— Start of Data provided —

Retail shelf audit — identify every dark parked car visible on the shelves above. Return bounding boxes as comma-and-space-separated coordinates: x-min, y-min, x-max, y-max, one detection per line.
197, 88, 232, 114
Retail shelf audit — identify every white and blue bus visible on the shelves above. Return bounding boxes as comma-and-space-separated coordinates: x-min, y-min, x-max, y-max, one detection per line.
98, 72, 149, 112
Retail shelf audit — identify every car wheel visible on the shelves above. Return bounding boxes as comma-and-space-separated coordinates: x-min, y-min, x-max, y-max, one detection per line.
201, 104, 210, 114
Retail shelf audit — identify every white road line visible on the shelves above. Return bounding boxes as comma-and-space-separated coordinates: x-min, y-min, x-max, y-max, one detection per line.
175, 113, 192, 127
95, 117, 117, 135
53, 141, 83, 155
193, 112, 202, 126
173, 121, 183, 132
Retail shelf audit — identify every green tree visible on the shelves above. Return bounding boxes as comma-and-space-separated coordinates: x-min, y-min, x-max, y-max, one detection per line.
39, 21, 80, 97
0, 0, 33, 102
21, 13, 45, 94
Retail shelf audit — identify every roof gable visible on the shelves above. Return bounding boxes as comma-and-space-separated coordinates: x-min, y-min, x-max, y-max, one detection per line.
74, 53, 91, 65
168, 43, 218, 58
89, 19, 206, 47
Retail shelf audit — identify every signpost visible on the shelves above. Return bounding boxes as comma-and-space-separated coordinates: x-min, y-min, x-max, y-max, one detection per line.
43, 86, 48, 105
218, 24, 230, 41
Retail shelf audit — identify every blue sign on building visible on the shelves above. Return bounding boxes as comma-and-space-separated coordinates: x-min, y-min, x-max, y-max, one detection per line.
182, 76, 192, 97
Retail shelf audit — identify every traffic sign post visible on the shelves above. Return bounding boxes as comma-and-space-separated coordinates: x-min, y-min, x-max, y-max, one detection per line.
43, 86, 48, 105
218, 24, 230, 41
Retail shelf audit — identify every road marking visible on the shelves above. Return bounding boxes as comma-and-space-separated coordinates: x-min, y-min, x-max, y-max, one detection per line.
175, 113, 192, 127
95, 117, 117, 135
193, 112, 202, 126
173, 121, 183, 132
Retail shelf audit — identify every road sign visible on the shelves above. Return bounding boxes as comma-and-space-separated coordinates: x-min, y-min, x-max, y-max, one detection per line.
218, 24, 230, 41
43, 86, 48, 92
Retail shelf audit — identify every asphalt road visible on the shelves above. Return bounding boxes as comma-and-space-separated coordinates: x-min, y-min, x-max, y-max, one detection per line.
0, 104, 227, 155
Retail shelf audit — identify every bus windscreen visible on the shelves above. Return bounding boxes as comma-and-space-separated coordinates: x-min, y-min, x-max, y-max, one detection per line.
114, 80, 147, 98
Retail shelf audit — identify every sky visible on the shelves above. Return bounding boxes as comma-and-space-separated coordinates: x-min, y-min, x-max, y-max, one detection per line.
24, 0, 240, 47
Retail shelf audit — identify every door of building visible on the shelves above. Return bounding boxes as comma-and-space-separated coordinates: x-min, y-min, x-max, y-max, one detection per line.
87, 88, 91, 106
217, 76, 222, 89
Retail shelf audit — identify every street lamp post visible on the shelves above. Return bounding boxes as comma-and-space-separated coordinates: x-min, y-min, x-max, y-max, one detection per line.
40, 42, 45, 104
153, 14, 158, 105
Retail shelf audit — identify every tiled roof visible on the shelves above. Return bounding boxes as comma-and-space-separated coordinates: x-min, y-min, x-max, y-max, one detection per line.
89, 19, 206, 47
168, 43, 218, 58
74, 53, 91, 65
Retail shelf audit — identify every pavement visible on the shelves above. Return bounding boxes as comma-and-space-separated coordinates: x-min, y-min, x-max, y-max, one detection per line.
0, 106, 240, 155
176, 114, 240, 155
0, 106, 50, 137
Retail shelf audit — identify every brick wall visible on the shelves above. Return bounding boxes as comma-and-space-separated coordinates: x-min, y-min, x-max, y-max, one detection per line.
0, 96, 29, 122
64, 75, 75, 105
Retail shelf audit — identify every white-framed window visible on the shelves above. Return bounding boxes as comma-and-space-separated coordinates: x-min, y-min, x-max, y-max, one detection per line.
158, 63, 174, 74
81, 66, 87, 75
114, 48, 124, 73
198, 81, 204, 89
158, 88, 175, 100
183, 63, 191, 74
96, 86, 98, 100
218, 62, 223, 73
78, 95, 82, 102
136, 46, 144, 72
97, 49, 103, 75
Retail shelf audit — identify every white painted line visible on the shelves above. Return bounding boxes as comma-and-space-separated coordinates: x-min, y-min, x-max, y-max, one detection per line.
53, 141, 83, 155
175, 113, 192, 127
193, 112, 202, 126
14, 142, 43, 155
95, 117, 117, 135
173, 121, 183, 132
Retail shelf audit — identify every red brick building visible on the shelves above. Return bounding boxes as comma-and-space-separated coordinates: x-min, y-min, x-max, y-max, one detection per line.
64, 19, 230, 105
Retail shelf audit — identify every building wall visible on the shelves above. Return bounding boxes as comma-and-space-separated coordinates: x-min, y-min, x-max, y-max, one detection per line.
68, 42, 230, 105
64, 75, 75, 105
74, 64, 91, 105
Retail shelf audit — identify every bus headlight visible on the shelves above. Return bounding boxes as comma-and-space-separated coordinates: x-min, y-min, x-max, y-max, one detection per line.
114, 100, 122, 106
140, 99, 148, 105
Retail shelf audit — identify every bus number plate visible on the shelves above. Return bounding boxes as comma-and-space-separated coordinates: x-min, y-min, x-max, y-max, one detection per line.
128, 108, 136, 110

— End of Data provided —

* [Given task]:
Present every one of the entries above as a numbered list, skipping any blank lines.

* [Reply to the exercise]:
1. Retail shelf audit — identify every dark parked car visible on the shelves above. Return bounding boxes as comma-and-space-separated coordinates: x-min, y-min, x-max, y-max, one detection per line.
2. 197, 88, 232, 114
3. Retail shelf audit — identify every white and blue bus visible on the shelves above. Return bounding boxes as comma-and-space-separated coordinates: x-min, y-min, x-max, y-max, one detection per line.
4. 98, 72, 149, 112
5. Retail shelf audit — identify every car wheel visible on the shelves above. Return bounding boxes as comma-and-space-separated coordinates: x-min, y-min, x-max, y-max, one detection per line.
6. 201, 104, 210, 114
7. Retail shelf audit — identify every white road line visible on the shelves above. Return bounding boxes as comma-and-space-separated coordinates: x-min, y-min, x-max, y-max, one detection per line.
8. 175, 113, 192, 127
9. 95, 117, 117, 135
10. 53, 141, 83, 155
11. 193, 112, 202, 126
12. 173, 121, 183, 132
13. Retail shelf audit — identify every green tree visible on the shelves above. Return bounding boxes as comma-and-space-separated coordinates: x-min, y-min, x-max, y-max, one detection per line.
14. 39, 21, 80, 97
15. 0, 0, 33, 102
16. 21, 13, 45, 94
17. Retail shelf audit — identify every roof gable visible on the shelves above. Return bounding boxes as comma-and-space-separated coordinates: x-min, y-min, x-max, y-max, one detection per line.
18. 74, 53, 91, 65
19. 168, 43, 218, 58
20. 89, 19, 206, 47
21. Retail shelf audit — identify every signpost visible on the shelves above. Return bounding boxes as comma-and-space-separated coordinates: x-min, y-min, x-max, y-max, one detection per line.
22. 43, 86, 48, 105
23. 218, 24, 230, 41
24. Retail shelf audit — identify every blue sign on building visible on the shelves above. Return bounding boxes as comma-and-space-separated coordinates: x-min, y-min, x-max, y-max, one detection per line.
25. 182, 76, 192, 97
26. Retail shelf audit — identify every traffic sign post visible on the shelves above. Return bounding boxes as comma-and-space-separated coordinates: x-min, y-min, x-max, y-max, one detection per line.
27. 43, 86, 48, 105
28. 218, 24, 230, 41
29. Retail shelf audit — identify every road marking visible on the shelves above. Return bounding boxes as comma-and-space-separated coordinates: x-min, y-min, x-max, y-max, one detection per line.
30. 175, 113, 192, 127
31. 95, 117, 117, 135
32. 193, 112, 202, 126
33. 173, 121, 183, 132
34. Retail shelf audit — identify every road sign visible on the shelves above. Return bounding boxes as comma-and-space-separated coordinates: x-min, y-min, x-max, y-max, one detection per line.
35. 218, 24, 230, 41
36. 43, 86, 48, 92
37. Retail shelf audit — identify every asphalt road visible on the shelves above. Return bounding boxes as comma-and-space-separated coordinates: x-min, y-min, x-max, y-max, one detection per line.
38. 0, 104, 227, 155
39. Retail shelf audit — identify every bus windscreen visible on the shelves above. Return bounding boxes as comma-and-space-separated coordinates: x-min, y-min, x-max, y-max, one detection per line.
40. 114, 80, 147, 98
41. Retail shelf audit — identify every sky visible on the shelves above. Return bounding boxes as comma-and-space-separated coordinates: x-min, y-min, x-max, y-max, one detection per line.
42. 24, 0, 240, 47
43. Retail shelf audit — identify every door of building visible on the shelves above. Return bounding boxes as comma-and-space-separated coordinates: x-min, y-min, x-max, y-max, one detection per line.
44. 87, 88, 91, 106
45. 217, 76, 222, 89
46. Retail shelf audit — identify every street lamp post visible on the shelves above. Return bounding boxes as comma-and-space-separated coordinates: x-min, y-min, x-max, y-max, one detection per line.
47. 40, 42, 45, 104
48. 153, 14, 158, 105
49. Retail shelf audit — identify every tiled roof visible on the shelves above. Return bounding boxes as comma-and-space-separated coordinates: x-min, y-min, x-max, y-max, one detection per line.
50. 89, 19, 206, 47
51. 168, 43, 218, 58
52. 74, 53, 91, 65
53. Retail shelf audit — identify every pavement visible on the shelves above. Return bounding boxes as comma-and-space-separated coordinates: x-min, y-min, x-max, y-max, one detection per line.
54. 0, 106, 240, 155
55. 176, 114, 240, 155
56. 0, 106, 50, 137
57. Retail shelf audit — identify every brick wall visible on the shelves above. Return bounding boxes as comma-and-space-separated coordinates: x-min, y-min, x-max, y-max, one detection per line.
58. 0, 96, 29, 122
59. 64, 75, 75, 105
60. Retail shelf audit — identify every white-framed window visible on the shelves above. Return bounding boxes as comma-and-space-separated coordinates: x-min, y-min, x-max, y-max, one detection per line.
61. 158, 63, 174, 74
62. 81, 66, 87, 75
63. 114, 48, 124, 73
64. 198, 81, 204, 89
65. 158, 88, 175, 100
66. 183, 63, 191, 74
67. 96, 86, 98, 100
68. 218, 62, 223, 73
69. 78, 95, 82, 102
70. 136, 46, 144, 72
71. 97, 49, 103, 75
72. Retail shelf audit — identify every white painted line visible on the shelves above. Return bounding boxes as comma-and-space-separated coordinates: x-min, y-min, x-max, y-max, one detection per line.
73. 53, 141, 83, 155
74. 175, 113, 192, 127
75. 193, 112, 202, 126
76. 14, 142, 43, 155
77. 95, 117, 117, 135
78. 173, 121, 183, 132
79. Retail shelf audit — identify every red brick building visible on the shelves above. Return bounding boxes as comma-and-space-separated coordinates: x-min, y-min, x-max, y-max, one detection per line.
80. 64, 19, 230, 105
81. Retail shelf audit — identify every building wall visible on the shelves above. Return bounding boxes as comma-and-space-separated coordinates: x-min, y-min, x-max, y-max, one detection per line.
82. 68, 42, 230, 105
83. 64, 75, 75, 105
84. 74, 64, 91, 105
85. Retail shelf audit — identify every bus headlight visible on the shelves above. Return bounding boxes as comma-and-space-separated coordinates: x-min, y-min, x-max, y-max, one detection per line.
86. 114, 100, 122, 106
87. 140, 99, 148, 105
88. Retail shelf audit — identify every bus number plate visible on the shelves above. Return bounding boxes as comma-and-space-separated coordinates: x-min, y-min, x-max, y-max, one detection per line.
89. 128, 108, 136, 110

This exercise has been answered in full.